Short exercise »
Transcribe the car repair post word for word, from "I'm going to" to "and oil systems?".

I'm going to be replacing the fuel lines, brake lines, and springs, wheel bearings, brakes, rotors, calipers, and pads.
First off, how do I flush the fuel, brake, and oil systems?
I know I can drain the coolant and oil from the block, and as long as there is no sludge in the oil, I think that'll be fine.
But how do I clean out the gas lines and everything?
I'm gonna drain the gas tank out, but is there a plug to drain it out from the bottom, or do I have to pump it out?
How do I clean the fuel pump?
How do I clean out the fuel and brake lines?
Should I wait to see if there's gunk and particles inside, and then flush it?
Or should I just flush it out with some type of solvent and drain it?
What type of solvent should I use to flush everything out with?
What are some cheap and decent parts to use for brake lines, rotors, calipers, brake pads, wheel bearings, and anything else you guys think I'd need to replace.
Links would be awesome.

Supplied material »
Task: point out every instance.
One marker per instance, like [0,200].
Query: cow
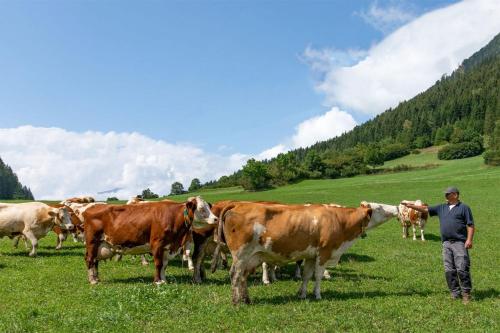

Response below »
I'm going to be replacing the fuel lines, brake lines, and springs, wheel bearings, brakes, rotors, calipers, and pads.
First off, how do I flush the fuel, brake, and oil systems?